### Exercise directions
From the Lekhana blog post, extract the passage starting with "with MK Raghavendra" and going on through "city. Author typecasting!)", copied word for word.

Category Archives: Prose Fiction (mainstream)

Lekhana: Day One

(This should actually be titled “Lekhana: A Literary Weekend – bits of Day One”, but that looks weird.)

The events started at 5 pm, but I walked in at 6 (or so), thus missing the inauguration and the recitations. I did catch most of the panel discussion:

“The City in Literature”

with MK Raghavendra moderating for KR Usha, Anjum Hasan, Saniya and Zac O’Yeah.

I must admit that I’m a little biased against the panel subject – I feel like there’s a lot that’s been said about cities that we’ve heard or read already. Somehow, undirected discussions about the city seem to miss the actual people in the city, treating the city like they are self-embodied things of concrete, dust and ethereal culture.

(Also, everytime I see KR Usha [whom I do love, in a wholesome sort of way] in a group discussion, she is talking about the city. Author typecasting!)

To sum up:

KR Usha talked about how fast Bangalore is changing, and how one evokes a city not through its buildings but through the quality of life and experiences of its people.

Zac O’Yeah finds Bangalore constant change disconcerting, but does find that the action sequences in a Kannada movie seem like they can only happen in Bangalore.

Items from a data source
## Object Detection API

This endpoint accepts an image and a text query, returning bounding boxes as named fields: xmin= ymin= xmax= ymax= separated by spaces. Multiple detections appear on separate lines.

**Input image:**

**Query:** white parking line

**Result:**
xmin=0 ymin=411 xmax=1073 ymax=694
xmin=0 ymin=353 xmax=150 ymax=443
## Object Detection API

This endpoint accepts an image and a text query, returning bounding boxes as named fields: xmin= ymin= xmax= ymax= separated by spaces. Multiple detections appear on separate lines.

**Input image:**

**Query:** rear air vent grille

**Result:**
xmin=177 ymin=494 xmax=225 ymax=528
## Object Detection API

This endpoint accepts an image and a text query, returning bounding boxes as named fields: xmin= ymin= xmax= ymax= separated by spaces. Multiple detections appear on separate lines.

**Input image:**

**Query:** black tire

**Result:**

--

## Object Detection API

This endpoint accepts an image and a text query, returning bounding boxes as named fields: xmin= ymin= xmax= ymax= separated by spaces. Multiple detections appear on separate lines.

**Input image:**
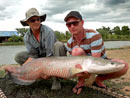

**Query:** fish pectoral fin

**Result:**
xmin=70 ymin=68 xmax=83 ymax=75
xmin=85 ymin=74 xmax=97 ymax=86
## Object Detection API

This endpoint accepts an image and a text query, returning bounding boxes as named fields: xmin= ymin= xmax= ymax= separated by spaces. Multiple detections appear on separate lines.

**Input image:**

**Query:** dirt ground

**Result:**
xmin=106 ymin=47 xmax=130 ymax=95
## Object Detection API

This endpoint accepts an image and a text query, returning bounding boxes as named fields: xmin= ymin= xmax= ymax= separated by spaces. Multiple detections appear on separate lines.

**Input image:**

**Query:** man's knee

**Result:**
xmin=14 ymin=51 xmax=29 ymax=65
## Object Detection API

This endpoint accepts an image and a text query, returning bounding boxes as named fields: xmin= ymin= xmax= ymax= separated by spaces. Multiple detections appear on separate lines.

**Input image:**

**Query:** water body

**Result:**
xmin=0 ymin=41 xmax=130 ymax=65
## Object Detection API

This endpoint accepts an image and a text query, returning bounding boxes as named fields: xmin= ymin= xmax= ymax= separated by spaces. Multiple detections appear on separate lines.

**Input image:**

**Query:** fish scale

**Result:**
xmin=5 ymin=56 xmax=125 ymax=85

--

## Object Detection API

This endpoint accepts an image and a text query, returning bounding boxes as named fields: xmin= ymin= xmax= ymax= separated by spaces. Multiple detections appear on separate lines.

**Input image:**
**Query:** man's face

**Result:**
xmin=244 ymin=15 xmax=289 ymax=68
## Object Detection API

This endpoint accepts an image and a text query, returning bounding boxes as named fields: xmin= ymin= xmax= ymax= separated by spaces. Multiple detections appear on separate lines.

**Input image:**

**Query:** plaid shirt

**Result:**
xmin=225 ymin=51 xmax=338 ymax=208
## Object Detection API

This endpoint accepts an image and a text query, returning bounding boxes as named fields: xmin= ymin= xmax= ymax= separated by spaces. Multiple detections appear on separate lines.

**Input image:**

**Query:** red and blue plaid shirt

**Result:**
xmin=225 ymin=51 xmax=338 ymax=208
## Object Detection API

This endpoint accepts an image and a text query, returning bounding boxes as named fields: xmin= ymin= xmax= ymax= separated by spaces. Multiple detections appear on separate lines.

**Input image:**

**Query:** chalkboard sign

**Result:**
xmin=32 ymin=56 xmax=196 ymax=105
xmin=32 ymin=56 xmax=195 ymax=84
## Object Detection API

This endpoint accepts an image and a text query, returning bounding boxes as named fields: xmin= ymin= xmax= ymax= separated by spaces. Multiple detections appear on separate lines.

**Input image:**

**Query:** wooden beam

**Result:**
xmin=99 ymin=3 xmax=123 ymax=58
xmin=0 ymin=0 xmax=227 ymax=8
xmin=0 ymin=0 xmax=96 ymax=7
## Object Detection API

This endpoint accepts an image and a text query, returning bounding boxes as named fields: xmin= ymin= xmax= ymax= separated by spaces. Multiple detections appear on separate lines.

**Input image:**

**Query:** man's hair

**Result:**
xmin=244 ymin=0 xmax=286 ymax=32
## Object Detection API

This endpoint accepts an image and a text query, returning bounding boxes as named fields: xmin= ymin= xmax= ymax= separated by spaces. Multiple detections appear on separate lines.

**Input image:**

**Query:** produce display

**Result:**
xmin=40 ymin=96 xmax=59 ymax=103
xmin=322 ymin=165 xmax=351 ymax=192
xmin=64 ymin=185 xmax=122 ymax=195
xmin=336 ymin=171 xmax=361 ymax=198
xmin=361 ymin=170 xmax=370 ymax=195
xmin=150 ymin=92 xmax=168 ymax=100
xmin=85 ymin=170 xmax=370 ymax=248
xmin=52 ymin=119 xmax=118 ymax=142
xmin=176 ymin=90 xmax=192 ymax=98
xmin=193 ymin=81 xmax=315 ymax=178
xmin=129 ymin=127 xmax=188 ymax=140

### Response for this exercise
with MK Raghavendra moderating for KR Usha, Anjum Hasan, Saniya and Zac O’Yeah.

I must admit that I’m a little biased against the panel subject – I feel like there’s a lot that’s been said about cities that we’ve heard or read already. Somehow, undirected discussions about the city seem to miss the actual people in the city, treating the city like they are self-embodied things of concrete, dust and ethereal culture.

(Also, everytime I see KR Usha [whom I do love, in a wholesome sort of way] in a group discussion, she is talking about the city. Author typecasting!)